Supplied passage —
— BEGIN —

They base it off of a monthly payment. So just keep that in the back of your mind as well.
Rachael Novak:
[12:23] Exactly right. Yep, great point. Number four, agree on who pays what. If you are a couple
who just pools all their money together and then you just pay all the bills out of one account, you
know, maybe this isn't as much of a conversation. But when you are in a partnership and maybe
you know you pay your car payment and the these couple utility bills and then the other partnerpays these utility bills and the mortgage and insurance or something like that like you've got to get
really clear on who pays what is it going to be everything 50 50 are you just going to throw into a
pot and pay everything out of that account like again have this hard conversation about who's
paying what is it based on like the income right so like If I make 10% less than you, then we're
going to base the payments off of the percentage of income that we each make, however that
works, right? So make sure to write this down, understand it, you know, for both of you, because
again, this plays into the lifestyle that you want. And that is one of the fastest ways to build
resentment in a relationship is for one person to be carrying more of the weight when the
agreement maybe was a 50-50 split or something like that. So again, whatever works for you works
for you, right? Mike and I, we were the type that pool our money together. We pay everything
together. It's all ours. That's how we work. Not every couple is that way. And that's totally okay.

— END —

Extracted information —
— BEGIN —

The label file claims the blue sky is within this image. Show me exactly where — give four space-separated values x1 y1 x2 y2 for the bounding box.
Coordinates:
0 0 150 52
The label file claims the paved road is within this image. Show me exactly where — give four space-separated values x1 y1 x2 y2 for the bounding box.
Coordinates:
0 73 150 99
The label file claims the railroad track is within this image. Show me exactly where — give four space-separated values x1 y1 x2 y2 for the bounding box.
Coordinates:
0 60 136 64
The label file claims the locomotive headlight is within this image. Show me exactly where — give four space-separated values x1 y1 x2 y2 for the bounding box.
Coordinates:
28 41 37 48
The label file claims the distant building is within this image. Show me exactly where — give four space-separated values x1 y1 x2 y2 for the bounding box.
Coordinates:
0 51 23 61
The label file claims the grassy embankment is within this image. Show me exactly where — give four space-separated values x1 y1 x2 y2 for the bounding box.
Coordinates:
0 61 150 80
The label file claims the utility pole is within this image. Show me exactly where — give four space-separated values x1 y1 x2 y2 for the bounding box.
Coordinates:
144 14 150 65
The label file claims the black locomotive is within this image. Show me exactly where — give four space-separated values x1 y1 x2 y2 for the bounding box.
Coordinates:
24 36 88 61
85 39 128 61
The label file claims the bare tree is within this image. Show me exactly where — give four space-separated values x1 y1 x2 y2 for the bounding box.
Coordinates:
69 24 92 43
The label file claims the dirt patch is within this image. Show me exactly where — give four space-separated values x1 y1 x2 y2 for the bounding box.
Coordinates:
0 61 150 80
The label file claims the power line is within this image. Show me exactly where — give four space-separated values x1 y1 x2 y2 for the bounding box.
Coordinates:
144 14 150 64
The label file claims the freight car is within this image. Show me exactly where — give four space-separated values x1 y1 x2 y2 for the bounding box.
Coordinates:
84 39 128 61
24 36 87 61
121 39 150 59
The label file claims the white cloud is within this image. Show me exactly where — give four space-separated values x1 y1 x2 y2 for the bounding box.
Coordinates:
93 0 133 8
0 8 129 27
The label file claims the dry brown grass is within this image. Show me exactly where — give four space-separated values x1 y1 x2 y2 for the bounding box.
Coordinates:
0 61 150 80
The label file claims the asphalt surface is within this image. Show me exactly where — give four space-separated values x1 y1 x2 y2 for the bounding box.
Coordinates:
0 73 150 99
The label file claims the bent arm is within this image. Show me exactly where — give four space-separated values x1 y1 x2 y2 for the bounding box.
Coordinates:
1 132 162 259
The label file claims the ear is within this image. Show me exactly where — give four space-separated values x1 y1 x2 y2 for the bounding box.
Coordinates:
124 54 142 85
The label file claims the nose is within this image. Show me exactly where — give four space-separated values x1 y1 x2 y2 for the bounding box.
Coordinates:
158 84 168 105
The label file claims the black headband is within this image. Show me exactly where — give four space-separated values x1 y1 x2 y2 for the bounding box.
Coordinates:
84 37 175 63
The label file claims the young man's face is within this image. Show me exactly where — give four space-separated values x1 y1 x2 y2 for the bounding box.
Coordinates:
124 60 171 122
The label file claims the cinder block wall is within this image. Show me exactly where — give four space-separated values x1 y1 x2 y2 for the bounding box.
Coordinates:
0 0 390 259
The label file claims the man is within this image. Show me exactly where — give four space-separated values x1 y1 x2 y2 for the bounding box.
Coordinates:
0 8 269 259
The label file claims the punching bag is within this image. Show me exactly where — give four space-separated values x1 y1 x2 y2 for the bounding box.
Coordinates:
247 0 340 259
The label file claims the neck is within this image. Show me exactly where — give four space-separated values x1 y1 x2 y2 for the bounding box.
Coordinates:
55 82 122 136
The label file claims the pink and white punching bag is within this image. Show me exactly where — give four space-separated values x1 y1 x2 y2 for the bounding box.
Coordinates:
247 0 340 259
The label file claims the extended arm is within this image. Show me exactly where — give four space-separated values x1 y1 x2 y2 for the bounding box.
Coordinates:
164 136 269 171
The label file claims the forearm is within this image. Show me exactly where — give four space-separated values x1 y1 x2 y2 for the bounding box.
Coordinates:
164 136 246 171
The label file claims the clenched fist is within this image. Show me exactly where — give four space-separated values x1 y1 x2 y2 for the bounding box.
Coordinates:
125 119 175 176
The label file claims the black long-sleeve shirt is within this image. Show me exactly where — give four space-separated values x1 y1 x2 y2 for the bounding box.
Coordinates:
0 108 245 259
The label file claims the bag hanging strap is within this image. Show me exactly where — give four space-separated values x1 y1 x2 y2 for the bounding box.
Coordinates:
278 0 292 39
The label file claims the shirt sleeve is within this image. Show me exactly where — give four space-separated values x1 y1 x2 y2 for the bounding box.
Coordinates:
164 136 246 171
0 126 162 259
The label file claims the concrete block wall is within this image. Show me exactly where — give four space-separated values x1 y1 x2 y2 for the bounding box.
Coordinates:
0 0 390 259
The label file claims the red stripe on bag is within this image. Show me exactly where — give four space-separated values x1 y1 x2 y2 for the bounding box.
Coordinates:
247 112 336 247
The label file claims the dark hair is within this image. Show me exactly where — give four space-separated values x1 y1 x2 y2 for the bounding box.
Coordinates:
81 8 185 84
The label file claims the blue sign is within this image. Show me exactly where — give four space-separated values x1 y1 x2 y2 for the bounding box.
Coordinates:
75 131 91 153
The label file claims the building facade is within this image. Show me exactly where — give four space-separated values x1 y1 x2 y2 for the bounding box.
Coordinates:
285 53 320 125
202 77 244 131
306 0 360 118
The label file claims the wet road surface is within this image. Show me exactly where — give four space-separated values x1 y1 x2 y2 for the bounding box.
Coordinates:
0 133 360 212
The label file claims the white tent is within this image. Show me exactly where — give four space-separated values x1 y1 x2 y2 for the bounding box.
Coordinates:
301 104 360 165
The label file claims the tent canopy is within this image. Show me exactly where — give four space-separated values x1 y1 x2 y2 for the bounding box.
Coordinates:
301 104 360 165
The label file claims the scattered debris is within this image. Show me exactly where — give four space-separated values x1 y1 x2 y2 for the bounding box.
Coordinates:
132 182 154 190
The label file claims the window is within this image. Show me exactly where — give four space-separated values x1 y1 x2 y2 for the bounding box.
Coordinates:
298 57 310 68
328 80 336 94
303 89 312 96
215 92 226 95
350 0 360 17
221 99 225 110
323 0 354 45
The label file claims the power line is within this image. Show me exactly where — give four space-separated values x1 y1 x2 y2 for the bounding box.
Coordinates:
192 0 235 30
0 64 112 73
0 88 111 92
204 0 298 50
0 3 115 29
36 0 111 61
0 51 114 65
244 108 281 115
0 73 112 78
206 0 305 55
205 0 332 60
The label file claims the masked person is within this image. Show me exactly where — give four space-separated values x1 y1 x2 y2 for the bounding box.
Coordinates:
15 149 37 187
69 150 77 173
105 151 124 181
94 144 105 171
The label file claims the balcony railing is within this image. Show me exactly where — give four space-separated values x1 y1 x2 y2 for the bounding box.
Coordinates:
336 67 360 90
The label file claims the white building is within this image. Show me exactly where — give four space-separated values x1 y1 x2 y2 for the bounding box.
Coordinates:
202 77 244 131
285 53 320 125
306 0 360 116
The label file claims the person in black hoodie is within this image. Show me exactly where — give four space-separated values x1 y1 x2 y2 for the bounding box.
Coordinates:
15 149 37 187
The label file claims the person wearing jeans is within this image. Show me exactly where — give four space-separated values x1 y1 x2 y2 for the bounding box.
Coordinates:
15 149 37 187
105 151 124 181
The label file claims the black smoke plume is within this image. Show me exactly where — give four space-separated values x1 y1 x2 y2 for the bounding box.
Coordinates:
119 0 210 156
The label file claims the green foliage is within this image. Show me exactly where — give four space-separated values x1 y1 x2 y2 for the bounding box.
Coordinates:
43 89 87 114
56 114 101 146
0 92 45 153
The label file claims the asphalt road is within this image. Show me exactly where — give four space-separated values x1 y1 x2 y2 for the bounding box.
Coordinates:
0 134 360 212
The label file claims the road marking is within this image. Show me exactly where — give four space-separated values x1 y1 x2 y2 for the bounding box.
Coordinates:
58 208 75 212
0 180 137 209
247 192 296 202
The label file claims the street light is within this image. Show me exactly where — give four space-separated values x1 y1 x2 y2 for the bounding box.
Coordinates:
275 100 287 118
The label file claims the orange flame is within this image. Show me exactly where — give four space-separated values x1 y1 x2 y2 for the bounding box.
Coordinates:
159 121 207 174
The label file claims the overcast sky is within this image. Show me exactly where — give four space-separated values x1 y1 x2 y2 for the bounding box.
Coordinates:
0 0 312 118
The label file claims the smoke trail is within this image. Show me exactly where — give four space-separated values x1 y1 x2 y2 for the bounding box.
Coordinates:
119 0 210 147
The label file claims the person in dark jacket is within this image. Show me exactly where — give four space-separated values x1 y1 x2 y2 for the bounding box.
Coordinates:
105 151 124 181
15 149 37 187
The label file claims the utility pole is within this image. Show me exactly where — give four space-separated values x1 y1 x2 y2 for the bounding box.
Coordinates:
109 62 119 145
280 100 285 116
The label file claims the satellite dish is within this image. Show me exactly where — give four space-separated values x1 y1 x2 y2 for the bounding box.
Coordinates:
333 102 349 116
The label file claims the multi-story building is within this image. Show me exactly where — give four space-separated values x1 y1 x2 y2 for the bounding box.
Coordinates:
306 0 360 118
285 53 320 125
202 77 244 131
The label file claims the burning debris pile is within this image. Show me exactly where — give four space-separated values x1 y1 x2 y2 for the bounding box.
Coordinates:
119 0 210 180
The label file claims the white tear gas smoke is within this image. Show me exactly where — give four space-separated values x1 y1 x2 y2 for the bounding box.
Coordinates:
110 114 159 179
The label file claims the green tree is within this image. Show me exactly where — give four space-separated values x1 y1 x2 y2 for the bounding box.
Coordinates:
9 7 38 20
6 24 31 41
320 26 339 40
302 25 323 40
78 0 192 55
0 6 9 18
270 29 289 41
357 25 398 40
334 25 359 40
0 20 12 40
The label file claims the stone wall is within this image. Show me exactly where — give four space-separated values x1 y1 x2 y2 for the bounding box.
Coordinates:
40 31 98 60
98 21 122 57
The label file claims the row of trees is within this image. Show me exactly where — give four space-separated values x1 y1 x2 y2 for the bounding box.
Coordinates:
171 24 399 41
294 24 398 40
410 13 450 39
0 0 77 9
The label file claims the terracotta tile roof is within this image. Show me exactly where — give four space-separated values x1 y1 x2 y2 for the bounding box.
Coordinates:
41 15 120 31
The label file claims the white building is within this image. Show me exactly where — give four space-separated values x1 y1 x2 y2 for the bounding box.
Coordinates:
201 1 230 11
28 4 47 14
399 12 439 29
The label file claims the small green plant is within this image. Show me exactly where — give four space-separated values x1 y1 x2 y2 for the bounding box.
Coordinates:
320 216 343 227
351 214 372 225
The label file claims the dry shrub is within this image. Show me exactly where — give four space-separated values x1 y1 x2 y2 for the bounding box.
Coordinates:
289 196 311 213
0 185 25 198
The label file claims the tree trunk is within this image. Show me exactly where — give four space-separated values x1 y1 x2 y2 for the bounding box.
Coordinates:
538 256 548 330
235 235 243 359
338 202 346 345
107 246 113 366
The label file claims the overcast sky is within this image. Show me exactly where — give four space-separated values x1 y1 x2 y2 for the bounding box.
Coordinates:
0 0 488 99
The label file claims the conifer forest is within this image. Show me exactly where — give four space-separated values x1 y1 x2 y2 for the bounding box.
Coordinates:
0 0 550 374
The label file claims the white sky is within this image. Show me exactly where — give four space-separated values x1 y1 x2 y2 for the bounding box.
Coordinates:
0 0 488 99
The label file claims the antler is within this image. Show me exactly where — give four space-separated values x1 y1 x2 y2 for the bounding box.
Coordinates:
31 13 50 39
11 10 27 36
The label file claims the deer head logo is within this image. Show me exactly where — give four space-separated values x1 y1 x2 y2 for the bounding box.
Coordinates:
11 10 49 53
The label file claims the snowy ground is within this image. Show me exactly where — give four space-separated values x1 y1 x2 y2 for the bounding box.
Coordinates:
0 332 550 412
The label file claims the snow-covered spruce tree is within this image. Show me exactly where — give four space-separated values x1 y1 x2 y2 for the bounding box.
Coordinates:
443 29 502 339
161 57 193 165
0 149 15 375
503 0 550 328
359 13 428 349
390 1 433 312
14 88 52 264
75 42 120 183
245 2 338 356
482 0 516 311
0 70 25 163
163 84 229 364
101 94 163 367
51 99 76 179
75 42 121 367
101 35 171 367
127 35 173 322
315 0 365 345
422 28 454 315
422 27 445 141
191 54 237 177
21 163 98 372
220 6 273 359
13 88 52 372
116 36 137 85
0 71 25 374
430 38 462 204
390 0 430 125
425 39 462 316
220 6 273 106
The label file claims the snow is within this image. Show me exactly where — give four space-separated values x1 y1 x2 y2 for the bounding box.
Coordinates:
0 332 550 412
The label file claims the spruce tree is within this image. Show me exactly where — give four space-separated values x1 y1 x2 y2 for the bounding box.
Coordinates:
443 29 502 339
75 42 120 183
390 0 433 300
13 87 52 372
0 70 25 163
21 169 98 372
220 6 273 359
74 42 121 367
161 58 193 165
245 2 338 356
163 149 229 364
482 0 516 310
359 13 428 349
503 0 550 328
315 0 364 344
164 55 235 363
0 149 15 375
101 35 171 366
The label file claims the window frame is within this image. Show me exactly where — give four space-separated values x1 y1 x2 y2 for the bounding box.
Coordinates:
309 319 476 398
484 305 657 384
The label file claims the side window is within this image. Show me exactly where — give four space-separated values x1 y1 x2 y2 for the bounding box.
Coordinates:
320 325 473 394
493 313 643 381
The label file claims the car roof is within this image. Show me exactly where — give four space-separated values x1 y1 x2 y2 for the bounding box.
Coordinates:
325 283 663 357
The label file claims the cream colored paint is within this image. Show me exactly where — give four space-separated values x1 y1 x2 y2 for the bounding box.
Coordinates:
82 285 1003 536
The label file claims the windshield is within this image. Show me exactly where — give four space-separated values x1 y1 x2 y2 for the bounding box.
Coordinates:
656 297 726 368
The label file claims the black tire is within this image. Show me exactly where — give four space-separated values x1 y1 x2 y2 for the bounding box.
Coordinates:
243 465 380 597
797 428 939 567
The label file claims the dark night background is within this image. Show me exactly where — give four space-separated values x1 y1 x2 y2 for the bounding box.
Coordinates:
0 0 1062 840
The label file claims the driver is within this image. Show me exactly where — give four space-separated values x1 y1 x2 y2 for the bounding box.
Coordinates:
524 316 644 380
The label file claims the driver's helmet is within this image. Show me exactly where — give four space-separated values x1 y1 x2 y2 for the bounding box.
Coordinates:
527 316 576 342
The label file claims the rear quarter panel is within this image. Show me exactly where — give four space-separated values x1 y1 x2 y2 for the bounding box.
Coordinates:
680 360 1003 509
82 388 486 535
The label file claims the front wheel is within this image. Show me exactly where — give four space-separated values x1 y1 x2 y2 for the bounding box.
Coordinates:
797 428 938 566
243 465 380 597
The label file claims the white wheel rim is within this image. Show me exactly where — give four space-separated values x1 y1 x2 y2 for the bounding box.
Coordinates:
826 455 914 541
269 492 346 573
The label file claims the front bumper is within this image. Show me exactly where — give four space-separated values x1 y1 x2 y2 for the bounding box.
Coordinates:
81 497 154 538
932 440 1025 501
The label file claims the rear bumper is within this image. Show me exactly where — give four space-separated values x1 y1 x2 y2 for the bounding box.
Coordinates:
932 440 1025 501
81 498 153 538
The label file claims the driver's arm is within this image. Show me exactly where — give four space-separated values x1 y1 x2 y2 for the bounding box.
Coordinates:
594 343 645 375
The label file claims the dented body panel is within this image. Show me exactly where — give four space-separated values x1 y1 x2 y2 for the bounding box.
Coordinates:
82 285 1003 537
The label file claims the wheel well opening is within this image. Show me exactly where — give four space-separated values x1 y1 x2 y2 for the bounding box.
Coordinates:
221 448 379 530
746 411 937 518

— END —

What you are asked to do — In the transcript on splitting bills, what is named as one of the fastest ways to build resentment in a relationship?

Result for this exercise — One person carrying more of the weight when the agreement was a 50-50 split or something like that.